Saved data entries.

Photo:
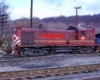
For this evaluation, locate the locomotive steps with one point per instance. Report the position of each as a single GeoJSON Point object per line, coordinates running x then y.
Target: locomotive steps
{"type": "Point", "coordinates": [35, 73]}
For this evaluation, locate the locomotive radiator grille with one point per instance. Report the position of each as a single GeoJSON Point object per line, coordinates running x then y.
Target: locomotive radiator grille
{"type": "Point", "coordinates": [27, 38]}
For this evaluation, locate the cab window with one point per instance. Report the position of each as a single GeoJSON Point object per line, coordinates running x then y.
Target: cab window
{"type": "Point", "coordinates": [83, 33]}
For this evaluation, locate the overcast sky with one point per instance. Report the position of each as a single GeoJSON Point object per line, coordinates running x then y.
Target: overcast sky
{"type": "Point", "coordinates": [49, 8]}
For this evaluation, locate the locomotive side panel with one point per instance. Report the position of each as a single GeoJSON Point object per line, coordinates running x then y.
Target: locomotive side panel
{"type": "Point", "coordinates": [53, 38]}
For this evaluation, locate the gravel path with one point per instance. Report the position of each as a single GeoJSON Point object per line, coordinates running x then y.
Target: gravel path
{"type": "Point", "coordinates": [25, 65]}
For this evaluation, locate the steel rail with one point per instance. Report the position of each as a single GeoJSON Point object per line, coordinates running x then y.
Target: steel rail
{"type": "Point", "coordinates": [49, 71]}
{"type": "Point", "coordinates": [47, 57]}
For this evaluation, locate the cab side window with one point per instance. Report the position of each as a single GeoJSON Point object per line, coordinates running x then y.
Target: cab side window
{"type": "Point", "coordinates": [83, 33]}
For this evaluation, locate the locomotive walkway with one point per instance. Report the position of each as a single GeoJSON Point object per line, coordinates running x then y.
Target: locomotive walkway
{"type": "Point", "coordinates": [36, 73]}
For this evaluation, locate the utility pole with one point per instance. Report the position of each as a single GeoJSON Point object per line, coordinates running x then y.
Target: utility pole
{"type": "Point", "coordinates": [31, 12]}
{"type": "Point", "coordinates": [76, 14]}
{"type": "Point", "coordinates": [3, 19]}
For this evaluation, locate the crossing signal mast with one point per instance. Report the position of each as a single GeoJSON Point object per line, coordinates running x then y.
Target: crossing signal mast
{"type": "Point", "coordinates": [77, 14]}
{"type": "Point", "coordinates": [3, 20]}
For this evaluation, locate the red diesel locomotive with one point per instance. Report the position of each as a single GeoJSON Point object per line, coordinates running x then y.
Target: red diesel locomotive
{"type": "Point", "coordinates": [30, 41]}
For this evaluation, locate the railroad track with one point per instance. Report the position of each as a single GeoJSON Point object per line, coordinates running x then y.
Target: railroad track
{"type": "Point", "coordinates": [58, 56]}
{"type": "Point", "coordinates": [37, 73]}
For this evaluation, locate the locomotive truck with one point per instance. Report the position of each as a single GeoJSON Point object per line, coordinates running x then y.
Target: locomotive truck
{"type": "Point", "coordinates": [34, 42]}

Problem to work on.
Reproduce the records above with "overcast sky" renamed to "cloudy sky" wherever it occurs, leaving every other word as it is. Omit the pictures.

The result.
Photo:
For this evaluation, locate the locomotive steps with one point per instance. Report the position of each as a single GeoJSON Point object per line, coordinates running x then y.
Target: locomotive steps
{"type": "Point", "coordinates": [35, 73]}
For this evaluation, locate the locomotive radiator grille with one point per instance. Report the position of each as a single GeoJSON Point object per line, coordinates running x then y.
Target: locomotive radiator grille
{"type": "Point", "coordinates": [27, 38]}
For this evaluation, locate the cab window with one point per instance. Report the position of each as a single GeoJSON Point object per line, coordinates running x then y.
Target: cab window
{"type": "Point", "coordinates": [83, 33]}
For this evaluation, locate the cloudy sky with one point per instance. Report the position of each as a single GeoJSON Point object per line, coordinates running x then y.
Target: cloudy sky
{"type": "Point", "coordinates": [49, 8]}
For this evaluation, locate the locomotive side panel with one point per instance. Report the position of each as a single GeoJSON Point object per line, coordinates running x then y.
Target: locomotive side panel
{"type": "Point", "coordinates": [53, 38]}
For this evaluation, locate the gravel path with one point per instance. Report the position of each as a single GeoJSON Point object per line, coordinates running x then y.
Target: gravel path
{"type": "Point", "coordinates": [25, 65]}
For this evaluation, locate the steel rail with one point per instance. Report the position of each as a single GeoJSON Point object per line, coordinates running x then y.
Target: steel rail
{"type": "Point", "coordinates": [49, 71]}
{"type": "Point", "coordinates": [47, 57]}
For this evaluation, locate the cab side window with one point per instance. Report the position of each as a single GeoJSON Point object per line, coordinates running x then y.
Target: cab side window
{"type": "Point", "coordinates": [83, 33]}
For this evaluation, locate the locomotive walkway with one point per instance. Report the position of each as a single GeoJSON Point object per line, coordinates running x then y.
Target: locomotive walkway
{"type": "Point", "coordinates": [36, 73]}
For this evaluation, locate the utility pole with one point per instance. Report the position of each as a single GeoJSON Point object per line, coordinates running x then y.
Target: utility pole
{"type": "Point", "coordinates": [31, 12]}
{"type": "Point", "coordinates": [76, 14]}
{"type": "Point", "coordinates": [3, 19]}
For this evaluation, locate the crossing signal mast with one point per instance. Report the position of each as a single GeoJSON Point object per line, coordinates running x then y.
Target: crossing signal mast
{"type": "Point", "coordinates": [77, 14]}
{"type": "Point", "coordinates": [3, 20]}
For this evaluation, locate the red diesel locomotive with one point per instance. Report the position of each as a single GeoJSON Point object per line, coordinates running x then y.
Target: red diesel locomotive
{"type": "Point", "coordinates": [30, 41]}
For this evaluation, locate the railroad track with one point per instance. Report the position of each as a single GeoJSON Point object per line, coordinates running x then y.
Target: railroad track
{"type": "Point", "coordinates": [58, 56]}
{"type": "Point", "coordinates": [37, 73]}
For this evaluation, locate the locomotive truck with one point per instance. Report the position of each as a single GeoJSON Point object per line, coordinates running x then y.
Target: locomotive truck
{"type": "Point", "coordinates": [34, 42]}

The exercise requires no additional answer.